### AVAILABLE DATA ###
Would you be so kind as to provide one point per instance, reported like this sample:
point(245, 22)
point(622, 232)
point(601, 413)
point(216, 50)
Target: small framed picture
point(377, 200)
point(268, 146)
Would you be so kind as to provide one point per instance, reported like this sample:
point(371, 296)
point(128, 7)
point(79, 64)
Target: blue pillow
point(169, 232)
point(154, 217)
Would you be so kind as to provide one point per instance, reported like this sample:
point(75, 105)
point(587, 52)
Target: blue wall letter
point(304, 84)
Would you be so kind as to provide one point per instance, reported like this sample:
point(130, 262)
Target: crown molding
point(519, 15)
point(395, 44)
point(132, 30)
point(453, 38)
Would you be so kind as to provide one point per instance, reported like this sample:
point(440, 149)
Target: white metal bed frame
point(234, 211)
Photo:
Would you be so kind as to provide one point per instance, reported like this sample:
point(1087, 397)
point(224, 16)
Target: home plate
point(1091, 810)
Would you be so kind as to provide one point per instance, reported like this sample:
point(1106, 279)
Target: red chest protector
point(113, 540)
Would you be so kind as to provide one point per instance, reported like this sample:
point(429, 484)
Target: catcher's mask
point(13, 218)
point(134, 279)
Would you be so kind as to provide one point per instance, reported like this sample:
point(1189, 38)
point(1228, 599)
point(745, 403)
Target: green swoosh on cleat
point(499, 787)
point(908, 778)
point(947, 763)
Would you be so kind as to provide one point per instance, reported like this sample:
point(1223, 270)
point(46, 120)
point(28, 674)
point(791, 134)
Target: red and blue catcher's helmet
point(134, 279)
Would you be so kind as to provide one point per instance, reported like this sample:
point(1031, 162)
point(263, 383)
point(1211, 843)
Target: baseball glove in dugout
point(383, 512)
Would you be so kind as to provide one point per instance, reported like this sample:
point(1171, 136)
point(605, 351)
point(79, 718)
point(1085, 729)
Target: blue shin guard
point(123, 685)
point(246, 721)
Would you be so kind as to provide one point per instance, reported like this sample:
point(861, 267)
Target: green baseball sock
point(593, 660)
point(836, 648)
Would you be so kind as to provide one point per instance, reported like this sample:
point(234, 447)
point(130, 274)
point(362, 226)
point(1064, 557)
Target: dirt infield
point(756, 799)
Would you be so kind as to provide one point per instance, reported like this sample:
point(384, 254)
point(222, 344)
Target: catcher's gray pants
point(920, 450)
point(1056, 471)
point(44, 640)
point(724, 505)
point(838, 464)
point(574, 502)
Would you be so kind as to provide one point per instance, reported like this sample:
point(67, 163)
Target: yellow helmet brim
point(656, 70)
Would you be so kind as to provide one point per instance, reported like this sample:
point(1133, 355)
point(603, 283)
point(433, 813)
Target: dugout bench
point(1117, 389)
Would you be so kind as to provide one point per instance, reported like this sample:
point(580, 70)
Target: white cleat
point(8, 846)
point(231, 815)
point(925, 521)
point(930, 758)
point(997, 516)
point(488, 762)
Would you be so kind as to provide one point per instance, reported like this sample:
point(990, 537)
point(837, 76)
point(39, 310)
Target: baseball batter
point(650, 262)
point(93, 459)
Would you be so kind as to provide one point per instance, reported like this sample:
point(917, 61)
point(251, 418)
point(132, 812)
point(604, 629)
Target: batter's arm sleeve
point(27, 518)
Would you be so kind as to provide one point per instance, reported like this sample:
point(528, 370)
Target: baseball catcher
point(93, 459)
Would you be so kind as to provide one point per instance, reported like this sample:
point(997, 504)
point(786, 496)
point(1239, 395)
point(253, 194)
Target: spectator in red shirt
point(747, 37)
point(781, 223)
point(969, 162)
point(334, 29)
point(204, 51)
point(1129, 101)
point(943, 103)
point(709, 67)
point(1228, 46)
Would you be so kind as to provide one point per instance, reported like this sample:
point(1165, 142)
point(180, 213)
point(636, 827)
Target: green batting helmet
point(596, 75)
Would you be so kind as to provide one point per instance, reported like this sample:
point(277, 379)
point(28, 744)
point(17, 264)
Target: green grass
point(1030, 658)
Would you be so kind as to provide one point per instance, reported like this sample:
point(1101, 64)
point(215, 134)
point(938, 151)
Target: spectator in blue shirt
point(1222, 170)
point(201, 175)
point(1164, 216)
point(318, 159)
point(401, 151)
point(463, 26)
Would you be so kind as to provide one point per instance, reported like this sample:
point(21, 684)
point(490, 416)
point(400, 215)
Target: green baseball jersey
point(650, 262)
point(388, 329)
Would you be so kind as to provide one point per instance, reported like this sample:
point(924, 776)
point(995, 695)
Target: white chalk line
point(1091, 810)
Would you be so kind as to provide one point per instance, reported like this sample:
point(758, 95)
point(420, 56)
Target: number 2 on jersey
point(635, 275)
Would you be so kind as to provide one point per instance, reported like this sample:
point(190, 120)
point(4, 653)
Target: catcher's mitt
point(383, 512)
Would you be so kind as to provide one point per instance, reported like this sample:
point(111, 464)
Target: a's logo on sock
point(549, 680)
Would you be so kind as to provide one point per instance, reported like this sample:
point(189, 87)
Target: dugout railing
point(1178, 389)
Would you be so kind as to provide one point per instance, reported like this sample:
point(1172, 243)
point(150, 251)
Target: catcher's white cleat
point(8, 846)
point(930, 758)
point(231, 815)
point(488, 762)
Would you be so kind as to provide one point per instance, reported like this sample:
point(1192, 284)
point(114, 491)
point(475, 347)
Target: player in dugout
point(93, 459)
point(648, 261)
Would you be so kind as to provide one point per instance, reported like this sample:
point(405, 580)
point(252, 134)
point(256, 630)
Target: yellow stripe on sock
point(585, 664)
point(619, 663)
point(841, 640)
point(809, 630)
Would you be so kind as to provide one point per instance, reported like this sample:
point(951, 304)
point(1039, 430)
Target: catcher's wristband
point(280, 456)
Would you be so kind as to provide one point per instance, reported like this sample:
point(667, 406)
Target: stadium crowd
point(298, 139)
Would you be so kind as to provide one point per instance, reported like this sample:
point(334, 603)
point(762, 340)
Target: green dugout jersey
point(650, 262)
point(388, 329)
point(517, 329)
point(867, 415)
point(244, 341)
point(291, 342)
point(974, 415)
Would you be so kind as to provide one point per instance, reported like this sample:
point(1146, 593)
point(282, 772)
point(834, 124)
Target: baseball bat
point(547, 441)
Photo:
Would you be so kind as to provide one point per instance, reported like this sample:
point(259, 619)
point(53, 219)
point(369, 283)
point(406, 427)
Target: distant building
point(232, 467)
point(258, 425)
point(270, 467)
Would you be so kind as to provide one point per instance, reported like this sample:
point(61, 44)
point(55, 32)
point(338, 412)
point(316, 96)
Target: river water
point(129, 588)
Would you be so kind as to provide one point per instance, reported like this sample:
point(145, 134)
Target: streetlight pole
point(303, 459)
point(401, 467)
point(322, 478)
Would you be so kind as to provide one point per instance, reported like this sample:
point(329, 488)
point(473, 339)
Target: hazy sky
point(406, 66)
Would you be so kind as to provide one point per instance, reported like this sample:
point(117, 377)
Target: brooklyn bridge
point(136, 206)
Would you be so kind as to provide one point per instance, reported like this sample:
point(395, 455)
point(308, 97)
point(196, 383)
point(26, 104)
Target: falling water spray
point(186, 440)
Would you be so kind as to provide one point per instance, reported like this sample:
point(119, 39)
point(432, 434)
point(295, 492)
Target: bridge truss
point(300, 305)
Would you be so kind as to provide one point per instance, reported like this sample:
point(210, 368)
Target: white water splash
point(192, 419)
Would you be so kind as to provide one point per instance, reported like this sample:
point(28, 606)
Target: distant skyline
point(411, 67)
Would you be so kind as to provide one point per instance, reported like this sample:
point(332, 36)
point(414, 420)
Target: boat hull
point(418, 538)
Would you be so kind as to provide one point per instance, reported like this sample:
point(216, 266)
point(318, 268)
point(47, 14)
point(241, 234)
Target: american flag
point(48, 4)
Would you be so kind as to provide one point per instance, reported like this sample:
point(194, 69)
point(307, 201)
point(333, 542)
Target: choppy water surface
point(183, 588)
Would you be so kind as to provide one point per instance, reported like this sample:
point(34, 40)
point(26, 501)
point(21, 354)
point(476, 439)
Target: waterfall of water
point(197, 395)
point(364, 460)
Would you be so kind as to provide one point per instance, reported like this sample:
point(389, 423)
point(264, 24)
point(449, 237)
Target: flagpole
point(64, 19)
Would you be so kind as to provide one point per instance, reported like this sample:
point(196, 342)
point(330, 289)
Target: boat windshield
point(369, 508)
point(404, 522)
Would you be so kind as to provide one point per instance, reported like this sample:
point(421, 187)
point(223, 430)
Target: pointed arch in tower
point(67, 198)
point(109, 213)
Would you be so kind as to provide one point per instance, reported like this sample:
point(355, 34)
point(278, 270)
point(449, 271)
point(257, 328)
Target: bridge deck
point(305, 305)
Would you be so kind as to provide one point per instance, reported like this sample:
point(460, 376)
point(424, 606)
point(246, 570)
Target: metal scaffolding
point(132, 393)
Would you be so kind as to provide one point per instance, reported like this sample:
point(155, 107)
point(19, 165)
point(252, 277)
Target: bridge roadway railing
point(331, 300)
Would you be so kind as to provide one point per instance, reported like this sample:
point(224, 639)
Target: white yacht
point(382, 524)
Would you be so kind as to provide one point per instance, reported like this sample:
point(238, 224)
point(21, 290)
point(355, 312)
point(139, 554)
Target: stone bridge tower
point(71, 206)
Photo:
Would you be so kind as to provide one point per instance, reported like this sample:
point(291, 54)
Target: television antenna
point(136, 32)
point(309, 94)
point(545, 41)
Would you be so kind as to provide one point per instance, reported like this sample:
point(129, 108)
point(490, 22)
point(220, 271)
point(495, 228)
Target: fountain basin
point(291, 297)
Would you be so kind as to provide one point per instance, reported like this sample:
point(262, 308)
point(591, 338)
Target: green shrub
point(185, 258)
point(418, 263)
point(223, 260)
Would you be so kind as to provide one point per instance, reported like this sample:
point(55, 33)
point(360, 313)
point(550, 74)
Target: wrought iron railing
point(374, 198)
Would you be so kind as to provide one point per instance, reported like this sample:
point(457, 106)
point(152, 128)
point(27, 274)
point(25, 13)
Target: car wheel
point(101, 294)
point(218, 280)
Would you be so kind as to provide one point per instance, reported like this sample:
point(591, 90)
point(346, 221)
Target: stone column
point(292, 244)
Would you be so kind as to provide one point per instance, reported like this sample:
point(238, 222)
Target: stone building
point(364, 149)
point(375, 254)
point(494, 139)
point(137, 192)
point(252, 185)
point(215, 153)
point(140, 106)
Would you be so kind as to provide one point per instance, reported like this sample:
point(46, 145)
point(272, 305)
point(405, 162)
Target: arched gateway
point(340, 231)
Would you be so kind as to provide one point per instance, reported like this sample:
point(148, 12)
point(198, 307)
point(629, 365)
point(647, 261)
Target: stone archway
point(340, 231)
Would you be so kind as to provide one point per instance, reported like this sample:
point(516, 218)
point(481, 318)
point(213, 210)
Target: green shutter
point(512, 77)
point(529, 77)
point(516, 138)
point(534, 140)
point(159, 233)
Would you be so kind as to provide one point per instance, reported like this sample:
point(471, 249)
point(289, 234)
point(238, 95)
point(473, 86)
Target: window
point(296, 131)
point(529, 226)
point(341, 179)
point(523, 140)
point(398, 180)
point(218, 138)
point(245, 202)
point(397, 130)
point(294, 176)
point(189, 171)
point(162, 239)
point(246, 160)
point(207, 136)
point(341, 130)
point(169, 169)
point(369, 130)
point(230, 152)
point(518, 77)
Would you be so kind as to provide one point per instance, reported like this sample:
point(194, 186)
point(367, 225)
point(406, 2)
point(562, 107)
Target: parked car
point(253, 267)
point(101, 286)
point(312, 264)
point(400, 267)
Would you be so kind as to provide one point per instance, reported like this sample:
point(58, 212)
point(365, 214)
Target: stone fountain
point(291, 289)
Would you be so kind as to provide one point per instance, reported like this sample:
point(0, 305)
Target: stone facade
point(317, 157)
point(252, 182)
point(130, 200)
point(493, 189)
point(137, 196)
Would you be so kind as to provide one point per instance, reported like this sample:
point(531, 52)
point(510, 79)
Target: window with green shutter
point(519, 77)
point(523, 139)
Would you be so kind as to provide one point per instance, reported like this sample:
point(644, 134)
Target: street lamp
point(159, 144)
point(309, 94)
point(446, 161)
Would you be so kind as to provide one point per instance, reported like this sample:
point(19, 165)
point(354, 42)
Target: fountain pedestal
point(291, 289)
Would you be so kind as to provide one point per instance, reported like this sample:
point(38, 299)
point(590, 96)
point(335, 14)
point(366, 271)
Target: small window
###
> **TASK REQUIREMENTS**:
Above are the records; from them, give again exactly the lines from the one containing "point(334, 603)" to the one containing "point(406, 427)", both lines included, and nothing more.

> **ANSWER TO THIS PROBLEM**:
point(334, 603)
point(762, 340)
Target: green dugout jersey
point(650, 262)
point(388, 329)
point(517, 329)
point(867, 415)
point(244, 341)
point(291, 342)
point(974, 415)
Would you be so kind as to provide one point per instance, reported like this sample:
point(1146, 593)
point(282, 772)
point(834, 124)
Target: baseball bat
point(547, 441)
Photo:
Would you be so kind as to provide one point per instance, reported like this sample:
point(259, 619)
point(53, 219)
point(369, 283)
point(406, 427)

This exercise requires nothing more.